Text passage:
■ ■ ■
I have no relationship with Aquariumplants.com other than the fact that I have purchased a lot of stuff from them. With that said I cannot understand why you didn't buy the the AP.C stuff?
Did you get a CO2 Controller with what you bought? a reactor? Do you have a proposal from where you bought your stuff from? 
I'm curious why you didn't go with the AP.C buy.


----------



## barbarossa4122

ray-the-pilot said:


> I have no relationship with Aquariumplants.com other than the fact that I have purchased a lot of stuff from them. With that said I cannot understand why you didn't buy the the AP.C stuff?
> Did you get a CO2 Controller with what you bought? a reactor? Do you have a proposal from where you bought your stuff from?
> I'm curious why you didn't go with the AP.C buy.


Yes I got 2 Rex style reactors with what I bought. I will take pictures as soon as I put everything together and post them, this way you can get a better idea.



> *With that said I cannot understand why you didn't buy the the AP.C stuff?*


Would you pay $846.00 for a co2 system when you can built 2 for about $500.00 ?
Btw, why are asking if I have a proposal from where I bought my stuff? Do you mean from ebay?


----------



## ray-the-pilot

barbarossa4122 said:


> Would you pay $846.00 for a co2 system when you can built 2 for about $500.00 ?


I think (but I'm not sure) you have an uncontrolled CO2 system.

This is OK but it is, as I say, a little backwards.

People have lived with this type of system and it is not fatal but it is not what I would want for my fish and plants.


----------



## barbarossa4122

ray-the-pilot said:


> I think (but I'm not sure) you have an uncontrolled CO2 system.
> 
> This is OK but it is, as I say, a little backwards.
> 
> People have lived with this type of system and it is not fatal but it is not what I would want for my fish and plants.


OK but, I also value the advice I got from Left C , Tom, Matt F and other folks that are very, very experienced with co2.
■ ■ ■
Information provided:
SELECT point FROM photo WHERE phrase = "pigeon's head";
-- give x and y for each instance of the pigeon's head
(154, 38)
■ ■ ■
According to the CO2 forum thread, how many reactors did barbarossa4122 get with the purchase, and of what style?

Two Rex style reactors.